--- Start ---

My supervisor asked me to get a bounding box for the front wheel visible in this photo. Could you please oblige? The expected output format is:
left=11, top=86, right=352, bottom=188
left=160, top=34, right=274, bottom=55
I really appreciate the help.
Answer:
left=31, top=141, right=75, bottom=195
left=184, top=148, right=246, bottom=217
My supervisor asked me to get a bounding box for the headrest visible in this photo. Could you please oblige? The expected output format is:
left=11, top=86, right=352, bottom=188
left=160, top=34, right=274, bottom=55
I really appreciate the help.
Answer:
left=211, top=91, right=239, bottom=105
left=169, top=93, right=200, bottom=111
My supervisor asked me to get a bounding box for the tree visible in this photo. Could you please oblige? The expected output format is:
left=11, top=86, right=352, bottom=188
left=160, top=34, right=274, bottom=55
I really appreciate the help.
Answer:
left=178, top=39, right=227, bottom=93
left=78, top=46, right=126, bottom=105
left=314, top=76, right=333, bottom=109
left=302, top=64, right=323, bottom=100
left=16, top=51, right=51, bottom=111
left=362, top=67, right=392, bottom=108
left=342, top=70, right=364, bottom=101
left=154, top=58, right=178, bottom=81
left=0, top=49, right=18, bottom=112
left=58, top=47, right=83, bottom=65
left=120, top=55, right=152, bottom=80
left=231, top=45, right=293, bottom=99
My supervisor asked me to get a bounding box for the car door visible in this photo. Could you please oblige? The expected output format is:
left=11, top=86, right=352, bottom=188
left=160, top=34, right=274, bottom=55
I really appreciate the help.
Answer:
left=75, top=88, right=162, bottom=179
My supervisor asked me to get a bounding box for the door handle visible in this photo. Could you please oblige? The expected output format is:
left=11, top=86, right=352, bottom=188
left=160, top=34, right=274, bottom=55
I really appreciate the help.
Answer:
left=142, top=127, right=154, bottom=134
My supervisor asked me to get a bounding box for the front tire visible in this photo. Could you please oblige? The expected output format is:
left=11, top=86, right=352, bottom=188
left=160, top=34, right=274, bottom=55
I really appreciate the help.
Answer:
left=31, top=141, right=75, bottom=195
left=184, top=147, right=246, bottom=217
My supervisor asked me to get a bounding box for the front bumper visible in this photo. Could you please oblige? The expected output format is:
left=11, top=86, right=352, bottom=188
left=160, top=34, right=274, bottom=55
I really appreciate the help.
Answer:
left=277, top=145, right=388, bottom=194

--- End ---

Can you reproduce all of the records above, word for word?

My supervisor asked me to get a bounding box for the front wheel visible in this photo. Could you please oblige? The expected output format is:
left=11, top=86, right=352, bottom=188
left=160, top=34, right=274, bottom=55
I really appreciate the help.
Answer:
left=31, top=141, right=75, bottom=195
left=184, top=148, right=246, bottom=217
My supervisor asked me to get a bounding box for the headrest visible in this photo. Could you please oblige? The expected output format is:
left=11, top=86, right=352, bottom=188
left=160, top=34, right=274, bottom=55
I really appreciate the help.
Answer:
left=211, top=91, right=239, bottom=105
left=169, top=93, right=200, bottom=111
My supervisor asked me to get a bounding box for the tree visible in this photo. Could you please oblige? The expected output format is:
left=11, top=86, right=352, bottom=188
left=160, top=34, right=274, bottom=55
I really appreciate the help.
Answer:
left=178, top=39, right=227, bottom=93
left=78, top=46, right=126, bottom=105
left=314, top=76, right=333, bottom=109
left=302, top=64, right=323, bottom=100
left=16, top=51, right=51, bottom=111
left=362, top=67, right=392, bottom=108
left=342, top=70, right=364, bottom=101
left=154, top=58, right=178, bottom=81
left=0, top=49, right=18, bottom=112
left=58, top=47, right=83, bottom=65
left=120, top=55, right=152, bottom=80
left=231, top=45, right=293, bottom=99
My supervisor asked me to get a bounding box for the car door visible in this photo. Could you please oblige? The expected output format is:
left=11, top=86, right=352, bottom=188
left=160, top=34, right=274, bottom=55
I really appreciate the help.
Answer:
left=75, top=88, right=162, bottom=179
My supervisor asked me to get a bounding box for the door handle visible in this photo. Could you please oblige? The expected output format is:
left=11, top=86, right=352, bottom=188
left=160, top=34, right=274, bottom=55
I really appreciate the help.
Answer:
left=142, top=127, right=154, bottom=134
My supervisor asked me to get a bounding box for the front tire visible in this photo. Could you please oblige? The expected output format is:
left=11, top=86, right=352, bottom=188
left=160, top=34, right=274, bottom=55
I really appreciate the help.
Answer:
left=31, top=141, right=75, bottom=195
left=184, top=147, right=246, bottom=217
My supervisor asked me to get a bounding box for the front bumper visible in this photo. Could you please oblige? The expected output format is:
left=11, top=86, right=352, bottom=188
left=160, top=34, right=274, bottom=55
I really appreciate the help.
Answer:
left=277, top=145, right=388, bottom=194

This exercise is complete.